(Excerpts of bounding box data)
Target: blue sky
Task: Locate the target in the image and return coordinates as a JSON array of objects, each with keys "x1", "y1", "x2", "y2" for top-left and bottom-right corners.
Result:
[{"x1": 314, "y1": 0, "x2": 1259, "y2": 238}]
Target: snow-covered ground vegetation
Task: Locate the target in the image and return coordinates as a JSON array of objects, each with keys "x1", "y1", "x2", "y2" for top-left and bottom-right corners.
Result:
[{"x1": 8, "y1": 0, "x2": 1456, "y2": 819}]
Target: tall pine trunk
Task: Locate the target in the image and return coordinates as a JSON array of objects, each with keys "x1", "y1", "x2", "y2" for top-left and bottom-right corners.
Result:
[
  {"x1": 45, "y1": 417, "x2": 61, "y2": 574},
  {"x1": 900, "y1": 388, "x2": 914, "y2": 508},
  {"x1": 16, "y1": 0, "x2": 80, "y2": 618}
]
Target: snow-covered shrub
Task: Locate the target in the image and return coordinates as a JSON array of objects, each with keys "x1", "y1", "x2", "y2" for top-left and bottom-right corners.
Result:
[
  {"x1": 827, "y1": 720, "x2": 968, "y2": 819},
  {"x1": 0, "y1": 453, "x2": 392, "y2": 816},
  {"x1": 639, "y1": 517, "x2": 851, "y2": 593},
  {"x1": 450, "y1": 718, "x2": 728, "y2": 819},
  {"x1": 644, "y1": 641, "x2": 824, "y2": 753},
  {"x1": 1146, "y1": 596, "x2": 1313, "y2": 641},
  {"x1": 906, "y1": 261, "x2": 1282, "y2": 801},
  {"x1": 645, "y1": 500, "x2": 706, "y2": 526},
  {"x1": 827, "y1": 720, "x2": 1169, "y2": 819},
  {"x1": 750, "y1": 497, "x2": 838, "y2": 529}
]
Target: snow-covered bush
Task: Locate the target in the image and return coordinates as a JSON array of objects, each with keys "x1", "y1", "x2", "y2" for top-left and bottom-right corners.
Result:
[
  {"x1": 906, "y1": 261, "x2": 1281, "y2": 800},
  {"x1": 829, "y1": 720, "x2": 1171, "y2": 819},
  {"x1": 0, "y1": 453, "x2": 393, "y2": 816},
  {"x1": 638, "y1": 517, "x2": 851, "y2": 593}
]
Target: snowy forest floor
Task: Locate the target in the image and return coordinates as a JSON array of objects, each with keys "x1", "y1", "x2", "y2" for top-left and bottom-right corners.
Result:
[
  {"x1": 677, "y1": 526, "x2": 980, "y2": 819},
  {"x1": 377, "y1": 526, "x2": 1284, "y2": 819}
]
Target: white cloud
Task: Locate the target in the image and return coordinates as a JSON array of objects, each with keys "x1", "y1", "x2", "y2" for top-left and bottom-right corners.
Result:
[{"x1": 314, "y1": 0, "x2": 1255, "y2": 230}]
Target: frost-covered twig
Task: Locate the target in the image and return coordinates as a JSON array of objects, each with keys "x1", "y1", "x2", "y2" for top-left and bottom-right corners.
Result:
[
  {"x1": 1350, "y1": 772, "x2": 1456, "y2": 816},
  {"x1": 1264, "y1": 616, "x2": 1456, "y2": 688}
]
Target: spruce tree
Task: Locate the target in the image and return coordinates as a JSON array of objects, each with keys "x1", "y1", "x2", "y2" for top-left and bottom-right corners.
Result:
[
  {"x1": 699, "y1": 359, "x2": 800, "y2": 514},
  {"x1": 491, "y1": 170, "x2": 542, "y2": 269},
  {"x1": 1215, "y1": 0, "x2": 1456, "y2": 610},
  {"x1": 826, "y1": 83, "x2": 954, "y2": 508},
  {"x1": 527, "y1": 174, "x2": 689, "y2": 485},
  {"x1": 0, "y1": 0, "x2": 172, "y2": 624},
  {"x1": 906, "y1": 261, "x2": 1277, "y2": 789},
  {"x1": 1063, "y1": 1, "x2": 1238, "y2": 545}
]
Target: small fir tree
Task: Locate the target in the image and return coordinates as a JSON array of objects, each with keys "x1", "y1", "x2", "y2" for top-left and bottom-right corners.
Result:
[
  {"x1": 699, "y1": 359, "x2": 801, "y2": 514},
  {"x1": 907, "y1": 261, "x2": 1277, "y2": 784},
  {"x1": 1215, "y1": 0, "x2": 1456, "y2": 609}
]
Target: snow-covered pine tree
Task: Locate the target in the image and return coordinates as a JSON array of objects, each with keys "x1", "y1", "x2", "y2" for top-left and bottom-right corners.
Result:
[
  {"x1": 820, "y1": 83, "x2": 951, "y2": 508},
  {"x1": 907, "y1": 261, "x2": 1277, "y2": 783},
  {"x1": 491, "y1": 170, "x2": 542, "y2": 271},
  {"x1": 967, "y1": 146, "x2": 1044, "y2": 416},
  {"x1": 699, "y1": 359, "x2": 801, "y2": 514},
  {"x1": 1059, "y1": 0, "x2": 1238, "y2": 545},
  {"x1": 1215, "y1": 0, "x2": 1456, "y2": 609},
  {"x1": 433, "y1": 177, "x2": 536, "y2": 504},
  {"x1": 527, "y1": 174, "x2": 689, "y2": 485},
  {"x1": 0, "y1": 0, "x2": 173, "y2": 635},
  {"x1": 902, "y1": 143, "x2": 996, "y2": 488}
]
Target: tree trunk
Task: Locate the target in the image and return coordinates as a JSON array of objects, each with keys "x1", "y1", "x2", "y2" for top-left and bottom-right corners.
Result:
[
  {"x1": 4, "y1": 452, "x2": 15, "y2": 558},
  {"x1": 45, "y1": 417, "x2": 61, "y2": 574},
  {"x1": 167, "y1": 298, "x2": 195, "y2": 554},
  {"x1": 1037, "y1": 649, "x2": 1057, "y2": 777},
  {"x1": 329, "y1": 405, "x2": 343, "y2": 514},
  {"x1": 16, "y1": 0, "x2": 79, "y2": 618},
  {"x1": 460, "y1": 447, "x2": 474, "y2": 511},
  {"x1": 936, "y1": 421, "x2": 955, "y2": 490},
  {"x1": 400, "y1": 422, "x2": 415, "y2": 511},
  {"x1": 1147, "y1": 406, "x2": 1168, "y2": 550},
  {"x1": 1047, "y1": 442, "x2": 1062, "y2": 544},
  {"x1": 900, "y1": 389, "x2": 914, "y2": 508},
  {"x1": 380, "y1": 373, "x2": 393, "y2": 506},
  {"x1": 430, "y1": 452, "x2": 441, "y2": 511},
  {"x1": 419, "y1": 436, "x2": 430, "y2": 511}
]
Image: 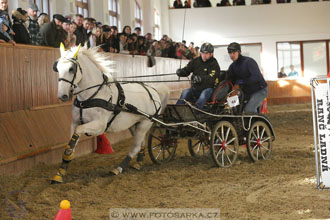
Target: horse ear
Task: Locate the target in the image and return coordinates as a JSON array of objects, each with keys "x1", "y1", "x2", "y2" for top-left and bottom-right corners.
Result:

- **EXERCISE GOAL**
Find every line in the rows above that contains the word "pine", and copy each of those lines.

- **FULL OUTPUT**
Target: tall pine trunk
Target: snow-covered pine tree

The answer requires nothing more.